STORED DATA:
▬▬▬▬▬▬▬▬▬▬
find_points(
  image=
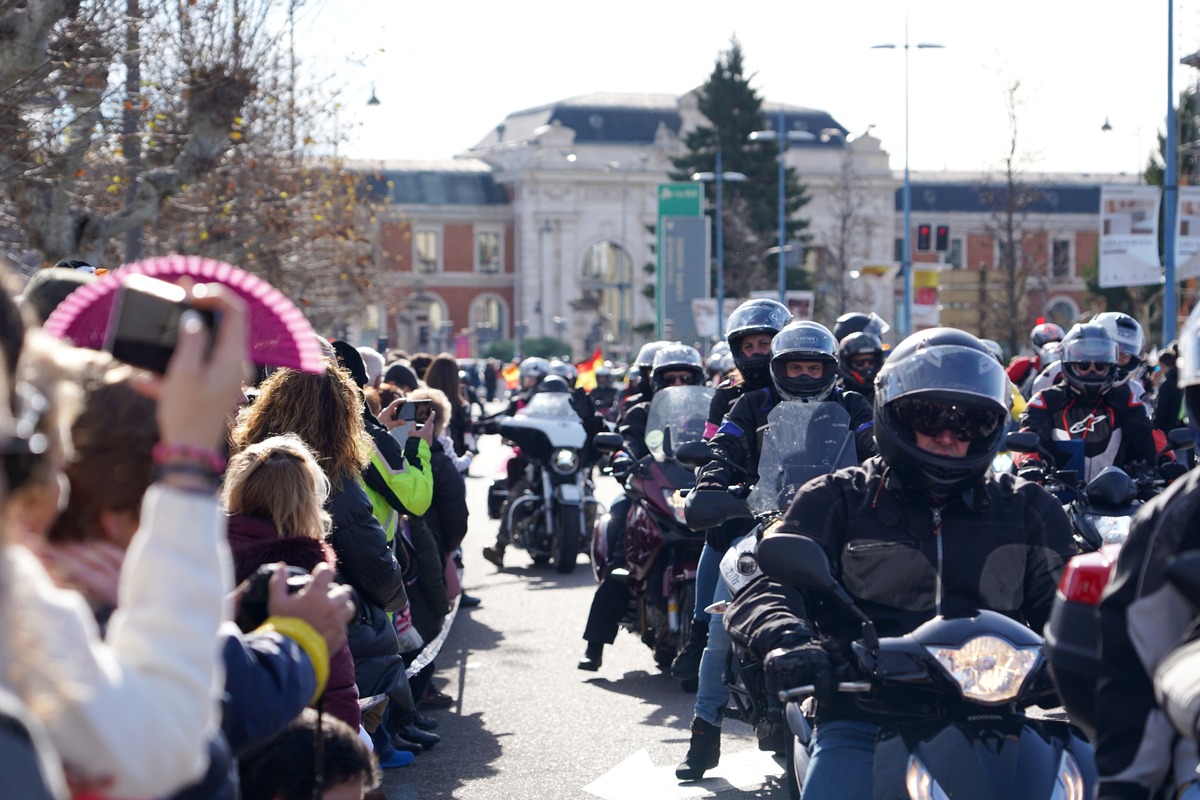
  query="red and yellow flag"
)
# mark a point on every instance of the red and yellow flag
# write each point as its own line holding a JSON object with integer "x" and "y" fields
{"x": 511, "y": 374}
{"x": 587, "y": 378}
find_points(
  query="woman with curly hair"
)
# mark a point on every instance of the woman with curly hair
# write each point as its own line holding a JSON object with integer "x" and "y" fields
{"x": 325, "y": 410}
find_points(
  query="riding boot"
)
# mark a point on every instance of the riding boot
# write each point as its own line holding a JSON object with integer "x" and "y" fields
{"x": 592, "y": 656}
{"x": 703, "y": 751}
{"x": 495, "y": 554}
{"x": 687, "y": 663}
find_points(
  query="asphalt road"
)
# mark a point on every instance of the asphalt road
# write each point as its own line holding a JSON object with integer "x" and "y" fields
{"x": 526, "y": 722}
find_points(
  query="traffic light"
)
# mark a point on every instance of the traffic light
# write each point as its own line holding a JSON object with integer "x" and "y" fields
{"x": 942, "y": 239}
{"x": 923, "y": 232}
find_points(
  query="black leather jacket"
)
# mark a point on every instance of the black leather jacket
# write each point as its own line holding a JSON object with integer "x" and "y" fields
{"x": 1000, "y": 546}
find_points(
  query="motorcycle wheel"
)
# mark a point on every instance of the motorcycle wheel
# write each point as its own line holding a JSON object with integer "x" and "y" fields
{"x": 790, "y": 775}
{"x": 567, "y": 539}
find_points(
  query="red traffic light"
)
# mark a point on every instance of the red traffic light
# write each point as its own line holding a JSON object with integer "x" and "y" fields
{"x": 923, "y": 236}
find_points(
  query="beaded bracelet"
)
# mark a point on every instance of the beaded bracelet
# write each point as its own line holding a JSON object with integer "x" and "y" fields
{"x": 211, "y": 480}
{"x": 169, "y": 453}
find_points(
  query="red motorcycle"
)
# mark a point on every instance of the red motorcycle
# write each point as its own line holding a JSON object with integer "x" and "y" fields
{"x": 660, "y": 551}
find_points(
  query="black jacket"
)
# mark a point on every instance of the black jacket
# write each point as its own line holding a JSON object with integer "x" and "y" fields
{"x": 1133, "y": 750}
{"x": 1115, "y": 428}
{"x": 1000, "y": 546}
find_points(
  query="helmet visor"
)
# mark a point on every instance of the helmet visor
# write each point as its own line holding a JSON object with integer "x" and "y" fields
{"x": 951, "y": 371}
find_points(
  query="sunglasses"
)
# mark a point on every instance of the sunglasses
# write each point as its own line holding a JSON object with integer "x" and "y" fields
{"x": 1090, "y": 366}
{"x": 930, "y": 417}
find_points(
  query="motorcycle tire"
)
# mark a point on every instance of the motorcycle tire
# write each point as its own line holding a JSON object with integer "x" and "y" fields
{"x": 567, "y": 539}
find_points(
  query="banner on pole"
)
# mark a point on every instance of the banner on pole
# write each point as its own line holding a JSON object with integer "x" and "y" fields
{"x": 1129, "y": 236}
{"x": 1187, "y": 234}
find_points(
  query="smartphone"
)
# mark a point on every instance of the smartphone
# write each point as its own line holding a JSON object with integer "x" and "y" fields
{"x": 414, "y": 410}
{"x": 143, "y": 329}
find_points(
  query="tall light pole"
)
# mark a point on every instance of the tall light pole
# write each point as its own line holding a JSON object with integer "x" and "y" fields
{"x": 719, "y": 176}
{"x": 541, "y": 276}
{"x": 783, "y": 136}
{"x": 905, "y": 326}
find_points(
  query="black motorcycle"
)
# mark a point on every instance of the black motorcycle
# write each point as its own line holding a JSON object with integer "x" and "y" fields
{"x": 954, "y": 691}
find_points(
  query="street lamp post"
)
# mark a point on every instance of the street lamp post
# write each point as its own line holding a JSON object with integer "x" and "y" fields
{"x": 719, "y": 176}
{"x": 783, "y": 136}
{"x": 541, "y": 276}
{"x": 906, "y": 256}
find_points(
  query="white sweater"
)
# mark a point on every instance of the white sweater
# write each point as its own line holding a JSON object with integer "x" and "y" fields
{"x": 139, "y": 705}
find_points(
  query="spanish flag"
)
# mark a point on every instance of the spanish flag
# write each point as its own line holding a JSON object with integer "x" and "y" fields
{"x": 511, "y": 374}
{"x": 587, "y": 378}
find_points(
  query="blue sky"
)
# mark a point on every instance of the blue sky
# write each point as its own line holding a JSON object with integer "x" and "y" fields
{"x": 448, "y": 72}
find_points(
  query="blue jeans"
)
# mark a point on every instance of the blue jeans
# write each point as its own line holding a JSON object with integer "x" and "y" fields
{"x": 843, "y": 761}
{"x": 712, "y": 693}
{"x": 708, "y": 572}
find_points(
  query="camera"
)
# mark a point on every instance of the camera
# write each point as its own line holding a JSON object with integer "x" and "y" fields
{"x": 252, "y": 611}
{"x": 143, "y": 329}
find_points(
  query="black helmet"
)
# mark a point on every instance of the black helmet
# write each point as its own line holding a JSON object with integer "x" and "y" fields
{"x": 760, "y": 316}
{"x": 859, "y": 344}
{"x": 1188, "y": 365}
{"x": 1131, "y": 340}
{"x": 931, "y": 378}
{"x": 678, "y": 358}
{"x": 553, "y": 384}
{"x": 1085, "y": 347}
{"x": 857, "y": 322}
{"x": 804, "y": 341}
{"x": 532, "y": 371}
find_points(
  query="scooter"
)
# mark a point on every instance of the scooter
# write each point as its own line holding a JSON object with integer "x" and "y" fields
{"x": 661, "y": 552}
{"x": 549, "y": 518}
{"x": 954, "y": 692}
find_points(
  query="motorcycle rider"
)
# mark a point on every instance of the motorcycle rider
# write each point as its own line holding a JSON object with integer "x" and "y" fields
{"x": 922, "y": 529}
{"x": 1141, "y": 619}
{"x": 675, "y": 365}
{"x": 803, "y": 368}
{"x": 748, "y": 336}
{"x": 1090, "y": 405}
{"x": 535, "y": 377}
{"x": 859, "y": 358}
{"x": 1023, "y": 368}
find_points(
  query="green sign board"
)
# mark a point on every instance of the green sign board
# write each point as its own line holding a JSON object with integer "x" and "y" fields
{"x": 675, "y": 200}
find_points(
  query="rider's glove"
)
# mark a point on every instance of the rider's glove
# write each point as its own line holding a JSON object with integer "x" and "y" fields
{"x": 808, "y": 663}
{"x": 1032, "y": 471}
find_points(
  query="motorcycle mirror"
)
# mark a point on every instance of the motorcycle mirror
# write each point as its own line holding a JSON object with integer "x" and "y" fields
{"x": 803, "y": 563}
{"x": 607, "y": 441}
{"x": 1183, "y": 572}
{"x": 1021, "y": 441}
{"x": 694, "y": 453}
{"x": 1180, "y": 439}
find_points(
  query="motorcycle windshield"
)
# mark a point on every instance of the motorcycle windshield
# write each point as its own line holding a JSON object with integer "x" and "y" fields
{"x": 677, "y": 415}
{"x": 803, "y": 440}
{"x": 551, "y": 414}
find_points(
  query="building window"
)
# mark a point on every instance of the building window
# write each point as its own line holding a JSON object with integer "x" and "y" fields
{"x": 954, "y": 256}
{"x": 487, "y": 251}
{"x": 1061, "y": 262}
{"x": 426, "y": 251}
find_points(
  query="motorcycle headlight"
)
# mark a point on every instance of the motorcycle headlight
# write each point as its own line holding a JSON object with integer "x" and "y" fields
{"x": 1069, "y": 782}
{"x": 921, "y": 782}
{"x": 564, "y": 461}
{"x": 676, "y": 503}
{"x": 987, "y": 668}
{"x": 1114, "y": 530}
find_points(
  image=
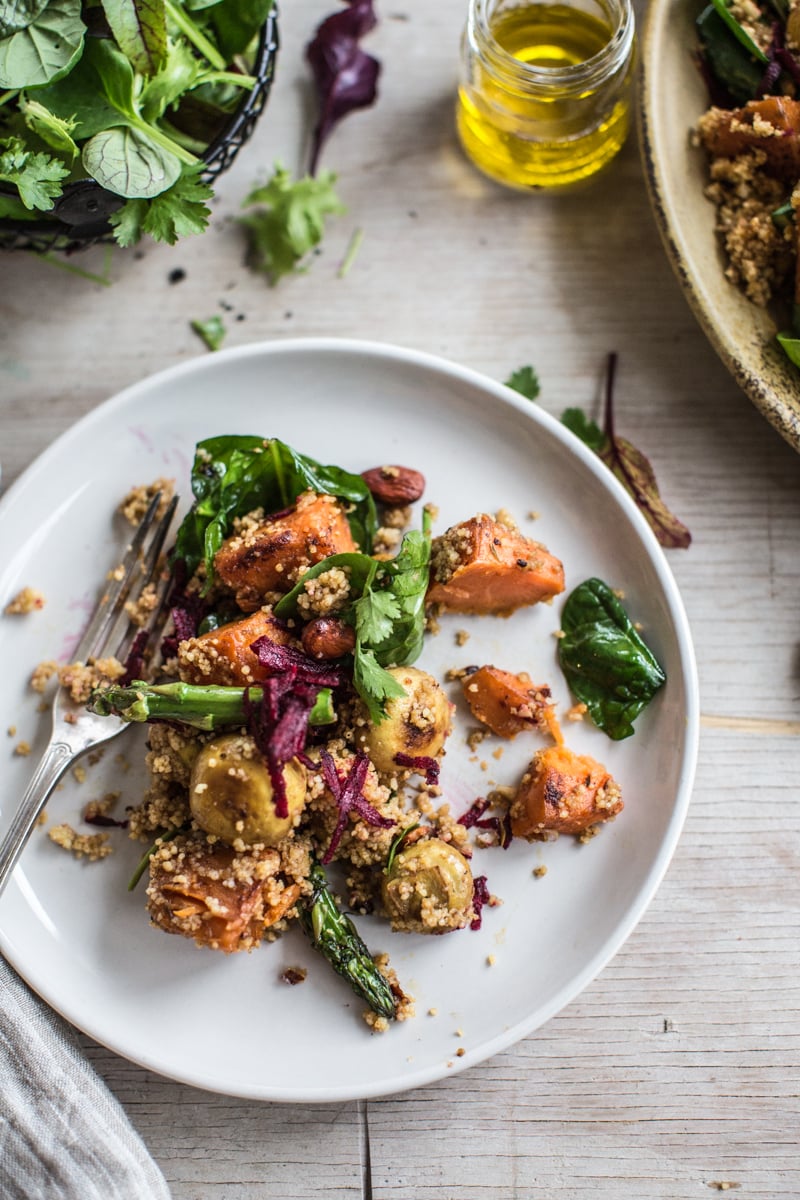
▬▬▬▬▬▬▬▬▬▬
From the records above, extract each line in which the word "building" appears.

WORKED ANSWER:
  query="building window"
# mark a point on every instance of the building window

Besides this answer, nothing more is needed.